▸ What you need to do:
[a] Reproduce the part of the endometriosis account that begins at the words "Dealing with endometriosis" and stops after "that I am fine.".
[b] Continue the personal account of living with endometriosis from the point where it stops.

▸ Document passage:
=-=-=-=-=
Janis was diagnosed with Endometriosis when she was 35. Now 39, she shares her Journey with us:
Janis Oenbrink; August 1, 2018
Endometriosis changes the lives of many, and in multiple ways. Infertility, pain, fatigue, depression, and a multitude of other miserable symptoms encompass the disease of endometriosis. I have dealt with this disease for years, and along the way, been diagnosed with Irritable Bowel Syndrome, anxiety, depression, ruptured cysts, etc.…. as well as been called crazy, lazy, and a hypochondriac.
Endometriosis is diagnosed during a laparoscopic surgery, and in my case, during my hysterectomy. Before that, I had 2 colonoscopies, one upper endoscopy and my gallbladder removed and hadn’t even considered endometriosis as an issue. Little did I know, at that point, the symptoms I deal with are consistent with both GI issues and GYN issues. Since the hysterectomy in 2014, which removed all but one ovary and one fallopian tube I have had three endometriosis surgeries and in February 2018, removal of my remaining ovary and tube. I am 39 years old and surgically menopausal. I tried every birth control pill, hormone, pain medication, and home remedy possible. Through all this, I also consider myself extremely lucky because I have two beautiful and amazing daughters, and so many other endo sufferers are unable to have children. I know I am blessed beyond measure that my hysterectomy resulted in horrible reaction to a stitch and I ended up finding the surgeon who saved my life from misery. As strange as it sounds, I am grateful for the complication.
While I wait to get my hormones under control, I pray that I don’t have to undergo another surgery for the pain. Although I no longer have ovaries, I am receiving estrogen replacement, and unfortunately, endometriosis is hormone dependent.
Dealing with endometriosis is different for everyone and is difficult to describe. Endometriosis is not cured by hysterectomy; there is no cure. There is the ability to remove, or excise, the lesions, but there is no guarantee that it won’t come back, appear in a different place, or grow from microscopic lesions that were not completely removed. The amount of endometriosis does not determine the level of pain one experiences either. I have been blessed beyond measure to have a husband who has listened to me whine and cry, supported me through each surgery, and gives me hope, makes me laugh and loves me when I need it most. Pain, adhesions, scarring, bloating, fatigue, and mood swings have put my life on hold some days, but more often than not; I have done my best to ignore the pain, to keep the miserable feelings to myself, and pretend that I am fine.
=-=-=-=-=
▸ Excerpted data:
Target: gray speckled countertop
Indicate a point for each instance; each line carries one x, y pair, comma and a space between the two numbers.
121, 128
=-=-=-=-=
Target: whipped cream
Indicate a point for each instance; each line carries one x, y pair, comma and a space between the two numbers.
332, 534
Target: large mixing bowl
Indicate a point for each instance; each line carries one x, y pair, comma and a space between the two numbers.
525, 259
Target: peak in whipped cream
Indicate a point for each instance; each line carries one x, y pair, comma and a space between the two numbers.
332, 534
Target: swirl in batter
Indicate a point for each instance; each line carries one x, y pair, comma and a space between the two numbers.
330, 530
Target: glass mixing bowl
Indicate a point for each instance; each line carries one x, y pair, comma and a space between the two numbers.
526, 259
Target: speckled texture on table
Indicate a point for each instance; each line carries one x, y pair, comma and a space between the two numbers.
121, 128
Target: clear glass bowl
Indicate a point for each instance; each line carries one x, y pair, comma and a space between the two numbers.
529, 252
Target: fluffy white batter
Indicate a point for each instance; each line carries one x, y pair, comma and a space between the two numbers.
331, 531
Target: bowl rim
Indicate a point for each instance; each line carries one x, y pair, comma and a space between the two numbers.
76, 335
=-=-=-=-=
▸ Solved problems:
[a]
Dealing with endometriosis is different for everyone and is difficult to describe. Endometriosis is not cured by hysterectomy; there is no cure. There is the ability to remove, or excise, the lesions, but there is no guarantee that it won’t come back, appear in a different place, or grow from microscopic lesions that were not completely removed. The amount of endometriosis does not determine the level of pain one experiences either. I have been blessed beyond measure to have a husband who has listened to me whine and cry, supported me through each surgery, and gives me hope, makes me laugh and loves me when I need it most. Pain, adhesions, scarring, bloating, fatigue, and mood swings have put my life on hold some days, but more often than not; I have done my best to ignore the pain, to keep the miserable feelings to myself, and pretend that I am fine.

[b]
But, I am not fine. I am angry. I am bitter. I am resentful. I am jealous. And I am tired. Tired of living like this, making excuses and tired of being robbed of a normal lifestyle. I have spent too many hours clutching my heating pad, praying that the sensation of my organs being scraped out will disappear. I am tired of pretending. I am so tired of this that I am going to do something about it. I am a nurse and I will do everything in my power to spread awareness of this disease. At this point in my life, my efforts revolve around being a wife and mother, FNP school, and attempting to find the right dose of hormones that will get me through this chapter in my life. It is difficult to wrap my head around the options, the side effects, and the effect hormones have on my future. Too many women suffer, are ignored, and stuck dealing with a lifestyle they do not choose. It is much more than the side effects of pain and bleeding mentioned in a TV ad. It is a life-changer. One in ten women experience endometriosis, yet it is greatly under-researched and under-diagnosed. It is my goal and hope to raise awareness and become a voice that so many are praying for.
(Thank you, Janis, for reaching out and for being brave enough to share your story and thoughts in such a brutally honest way. May you find the peace we all deserve. And I applaud your raising awareness.)
If you would like to reach out to Janis, you may email her.
And she wants to remind us: Never, ever ignore your gut feeling that something is not right. You know your body best. Don’t let anyone make you feel bad about questioning your own health. Keep track of your symptoms, surgeries, successes and failures….be an active participant in your healthcare.